▶ [What you have to do] Starting at the line with "For each instance of the red" and running through the end of the records, write every line out again, requests included, with each point coordinate in the answers multiplied by 1.05 and rounded to the nearest whole number, halves rounding up.

▶ [Stored records]
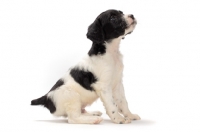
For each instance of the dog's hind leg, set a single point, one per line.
(91, 113)
(75, 116)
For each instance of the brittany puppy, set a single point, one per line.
(98, 75)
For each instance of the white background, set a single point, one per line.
(41, 39)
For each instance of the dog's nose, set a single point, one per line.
(131, 16)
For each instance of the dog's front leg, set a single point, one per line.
(121, 103)
(111, 109)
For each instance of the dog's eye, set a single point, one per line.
(121, 12)
(113, 18)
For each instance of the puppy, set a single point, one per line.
(98, 75)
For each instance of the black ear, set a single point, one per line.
(95, 32)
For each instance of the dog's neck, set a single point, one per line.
(113, 46)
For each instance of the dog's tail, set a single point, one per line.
(40, 101)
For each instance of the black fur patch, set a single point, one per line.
(84, 78)
(46, 102)
(97, 49)
(50, 105)
(59, 83)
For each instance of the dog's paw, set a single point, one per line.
(133, 117)
(118, 119)
(97, 120)
(96, 113)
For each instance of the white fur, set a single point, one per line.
(71, 99)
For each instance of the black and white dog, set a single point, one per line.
(98, 75)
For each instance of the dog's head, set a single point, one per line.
(109, 25)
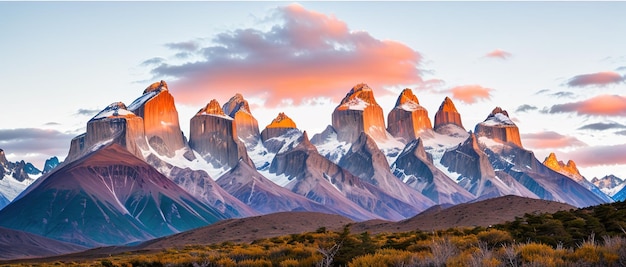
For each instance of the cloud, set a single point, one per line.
(601, 126)
(550, 140)
(32, 140)
(153, 61)
(596, 79)
(304, 55)
(525, 108)
(498, 54)
(599, 155)
(563, 94)
(87, 112)
(470, 93)
(602, 105)
(189, 46)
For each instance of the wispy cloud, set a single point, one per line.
(596, 79)
(501, 54)
(601, 126)
(525, 108)
(25, 141)
(470, 93)
(602, 105)
(87, 112)
(305, 55)
(599, 155)
(550, 140)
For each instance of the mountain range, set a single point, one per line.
(133, 176)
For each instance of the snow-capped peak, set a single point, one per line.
(115, 109)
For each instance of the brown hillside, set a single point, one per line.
(482, 213)
(252, 228)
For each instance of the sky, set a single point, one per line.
(558, 68)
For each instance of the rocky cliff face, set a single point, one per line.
(50, 164)
(367, 161)
(499, 128)
(317, 178)
(447, 114)
(416, 169)
(358, 112)
(247, 126)
(258, 192)
(279, 126)
(160, 118)
(477, 175)
(408, 120)
(570, 170)
(214, 136)
(114, 124)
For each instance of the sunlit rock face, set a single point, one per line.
(213, 135)
(408, 120)
(568, 169)
(279, 126)
(247, 126)
(358, 112)
(499, 127)
(415, 167)
(447, 114)
(114, 124)
(160, 117)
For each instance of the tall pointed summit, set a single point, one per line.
(214, 136)
(358, 112)
(499, 127)
(408, 120)
(157, 108)
(247, 126)
(447, 115)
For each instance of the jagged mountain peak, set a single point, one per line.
(157, 86)
(498, 116)
(407, 96)
(305, 143)
(497, 110)
(568, 169)
(360, 96)
(447, 105)
(113, 110)
(235, 104)
(212, 108)
(447, 114)
(282, 121)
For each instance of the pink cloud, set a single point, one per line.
(602, 105)
(304, 56)
(499, 54)
(599, 155)
(550, 140)
(596, 79)
(470, 93)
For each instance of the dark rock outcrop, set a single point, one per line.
(408, 120)
(114, 124)
(214, 136)
(107, 197)
(279, 126)
(247, 126)
(447, 114)
(416, 169)
(367, 161)
(160, 118)
(358, 112)
(499, 127)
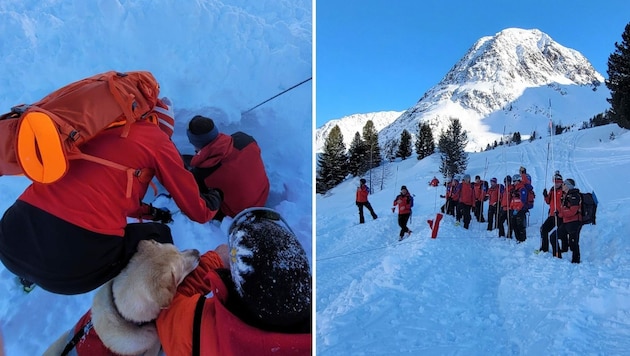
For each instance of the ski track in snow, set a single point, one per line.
(469, 292)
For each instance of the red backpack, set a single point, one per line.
(39, 140)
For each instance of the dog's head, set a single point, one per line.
(150, 280)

▶ [Task output]
For each instance of the red backpack, set a single point, one per line.
(41, 147)
For each instance of the dog's head, set a single point, one per line.
(158, 294)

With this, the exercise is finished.